Data excerpts
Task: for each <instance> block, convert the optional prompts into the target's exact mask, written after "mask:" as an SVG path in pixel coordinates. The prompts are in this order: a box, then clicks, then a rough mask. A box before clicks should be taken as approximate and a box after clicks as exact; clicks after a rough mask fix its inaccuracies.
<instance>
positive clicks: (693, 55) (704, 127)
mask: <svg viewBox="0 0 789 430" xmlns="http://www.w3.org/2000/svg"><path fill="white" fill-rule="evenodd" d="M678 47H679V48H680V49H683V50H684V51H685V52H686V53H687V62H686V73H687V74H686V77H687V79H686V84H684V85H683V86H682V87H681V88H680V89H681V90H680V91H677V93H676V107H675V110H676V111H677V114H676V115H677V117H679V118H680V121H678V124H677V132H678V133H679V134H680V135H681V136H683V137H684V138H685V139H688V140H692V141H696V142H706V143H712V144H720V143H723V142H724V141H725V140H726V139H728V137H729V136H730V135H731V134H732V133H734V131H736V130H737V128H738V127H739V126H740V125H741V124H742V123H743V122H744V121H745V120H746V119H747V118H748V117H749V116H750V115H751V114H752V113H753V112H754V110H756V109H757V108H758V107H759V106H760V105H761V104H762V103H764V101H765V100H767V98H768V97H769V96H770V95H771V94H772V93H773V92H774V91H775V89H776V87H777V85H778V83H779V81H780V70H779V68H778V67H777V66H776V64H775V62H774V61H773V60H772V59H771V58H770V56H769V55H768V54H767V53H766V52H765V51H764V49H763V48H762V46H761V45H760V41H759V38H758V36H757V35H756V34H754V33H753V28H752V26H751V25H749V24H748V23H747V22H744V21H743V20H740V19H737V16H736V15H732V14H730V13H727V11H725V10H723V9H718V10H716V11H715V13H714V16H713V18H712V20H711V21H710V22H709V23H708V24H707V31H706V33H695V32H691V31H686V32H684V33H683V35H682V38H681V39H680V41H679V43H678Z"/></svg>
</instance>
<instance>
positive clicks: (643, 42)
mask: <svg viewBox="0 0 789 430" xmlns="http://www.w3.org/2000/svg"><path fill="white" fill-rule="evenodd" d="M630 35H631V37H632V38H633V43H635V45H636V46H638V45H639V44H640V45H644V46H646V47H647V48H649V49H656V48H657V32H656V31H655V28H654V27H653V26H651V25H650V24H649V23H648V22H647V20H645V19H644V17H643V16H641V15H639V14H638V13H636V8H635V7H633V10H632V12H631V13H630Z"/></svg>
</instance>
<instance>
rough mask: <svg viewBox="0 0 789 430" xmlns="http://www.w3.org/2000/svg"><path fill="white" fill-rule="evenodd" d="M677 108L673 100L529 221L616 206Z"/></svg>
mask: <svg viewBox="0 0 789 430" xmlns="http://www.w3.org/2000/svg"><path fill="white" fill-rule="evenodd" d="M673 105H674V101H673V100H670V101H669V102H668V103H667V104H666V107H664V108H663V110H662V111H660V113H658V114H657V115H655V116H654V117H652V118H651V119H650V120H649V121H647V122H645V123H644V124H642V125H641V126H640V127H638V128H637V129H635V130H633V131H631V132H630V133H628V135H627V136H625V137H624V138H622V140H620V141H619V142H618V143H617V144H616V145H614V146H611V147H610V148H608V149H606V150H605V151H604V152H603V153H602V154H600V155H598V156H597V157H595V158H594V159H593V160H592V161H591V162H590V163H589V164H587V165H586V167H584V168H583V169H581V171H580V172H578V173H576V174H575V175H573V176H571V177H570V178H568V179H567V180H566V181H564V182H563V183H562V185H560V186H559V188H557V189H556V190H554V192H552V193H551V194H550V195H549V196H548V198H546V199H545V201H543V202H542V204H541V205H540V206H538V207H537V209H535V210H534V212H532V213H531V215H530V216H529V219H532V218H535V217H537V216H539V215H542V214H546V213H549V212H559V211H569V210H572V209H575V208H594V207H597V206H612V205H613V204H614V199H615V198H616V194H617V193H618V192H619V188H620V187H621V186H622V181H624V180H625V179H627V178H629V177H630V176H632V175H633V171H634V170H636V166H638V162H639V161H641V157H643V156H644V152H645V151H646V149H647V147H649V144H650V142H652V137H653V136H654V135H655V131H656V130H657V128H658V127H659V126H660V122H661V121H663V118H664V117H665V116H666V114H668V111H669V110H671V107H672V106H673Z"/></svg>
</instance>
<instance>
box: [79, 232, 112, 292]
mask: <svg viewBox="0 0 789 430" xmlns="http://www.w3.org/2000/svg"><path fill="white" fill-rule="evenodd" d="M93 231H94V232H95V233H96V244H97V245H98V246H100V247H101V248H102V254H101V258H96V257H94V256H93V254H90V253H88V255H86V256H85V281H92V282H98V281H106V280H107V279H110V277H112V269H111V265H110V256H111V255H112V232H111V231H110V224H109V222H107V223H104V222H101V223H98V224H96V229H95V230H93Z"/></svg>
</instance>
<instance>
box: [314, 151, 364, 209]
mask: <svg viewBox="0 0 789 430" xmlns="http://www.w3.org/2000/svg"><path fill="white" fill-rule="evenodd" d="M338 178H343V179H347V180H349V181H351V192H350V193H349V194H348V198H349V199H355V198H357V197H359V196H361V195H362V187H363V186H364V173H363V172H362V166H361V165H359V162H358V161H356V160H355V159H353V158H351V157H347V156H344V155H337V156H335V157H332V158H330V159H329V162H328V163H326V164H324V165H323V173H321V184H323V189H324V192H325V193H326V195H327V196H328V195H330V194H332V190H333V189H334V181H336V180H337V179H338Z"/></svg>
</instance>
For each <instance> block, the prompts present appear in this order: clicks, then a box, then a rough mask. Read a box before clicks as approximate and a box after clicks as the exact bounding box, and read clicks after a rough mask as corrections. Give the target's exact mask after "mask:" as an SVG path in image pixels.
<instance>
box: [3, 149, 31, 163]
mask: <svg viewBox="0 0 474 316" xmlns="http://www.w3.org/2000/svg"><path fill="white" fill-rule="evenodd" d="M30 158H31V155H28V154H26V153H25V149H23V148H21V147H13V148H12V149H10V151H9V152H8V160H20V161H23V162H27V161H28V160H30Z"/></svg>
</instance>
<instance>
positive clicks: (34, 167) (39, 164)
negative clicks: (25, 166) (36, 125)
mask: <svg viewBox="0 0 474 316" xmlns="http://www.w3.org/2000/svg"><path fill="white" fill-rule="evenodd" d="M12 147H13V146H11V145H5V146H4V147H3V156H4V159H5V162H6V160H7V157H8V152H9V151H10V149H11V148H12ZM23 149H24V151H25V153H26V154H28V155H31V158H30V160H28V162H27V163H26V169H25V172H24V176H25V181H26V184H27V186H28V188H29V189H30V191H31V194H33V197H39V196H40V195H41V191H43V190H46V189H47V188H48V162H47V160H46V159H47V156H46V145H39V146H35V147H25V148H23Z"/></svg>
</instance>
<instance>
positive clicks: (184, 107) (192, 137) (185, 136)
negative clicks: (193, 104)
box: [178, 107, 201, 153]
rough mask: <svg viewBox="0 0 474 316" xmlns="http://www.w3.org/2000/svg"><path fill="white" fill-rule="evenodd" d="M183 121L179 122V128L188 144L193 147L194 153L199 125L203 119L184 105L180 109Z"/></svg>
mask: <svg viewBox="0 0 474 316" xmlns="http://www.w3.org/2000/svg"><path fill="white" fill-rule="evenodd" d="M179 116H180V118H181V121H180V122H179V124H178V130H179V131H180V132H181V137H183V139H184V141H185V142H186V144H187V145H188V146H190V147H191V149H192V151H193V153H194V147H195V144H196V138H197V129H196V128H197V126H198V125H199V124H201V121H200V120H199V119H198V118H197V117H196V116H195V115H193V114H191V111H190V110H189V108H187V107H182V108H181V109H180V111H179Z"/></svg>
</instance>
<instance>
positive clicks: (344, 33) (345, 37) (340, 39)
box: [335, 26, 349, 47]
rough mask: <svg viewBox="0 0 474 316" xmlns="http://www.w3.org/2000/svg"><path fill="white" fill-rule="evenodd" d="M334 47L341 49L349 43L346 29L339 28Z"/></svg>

Work required » Format the material from its first line through the line containing "positive clicks: (693, 55) (704, 127)", inclusive, as a Markdown table with the columns "Row" and "Line", skipping blank lines.

Task result »
| Row | Line |
|---|---|
| 1 | Task: for each <instance> block, convert the optional prompts into the target's exact mask, written after "mask:" as an SVG path in pixel coordinates. The prompts are in this order: a box, then clicks, then a rough mask. A box before clicks should be taken as approximate and a box after clicks as exact; clicks after a rough mask fix its inaccuracies. |
| 2 | <instance> |
| 3 | positive clicks: (693, 55) (704, 127) |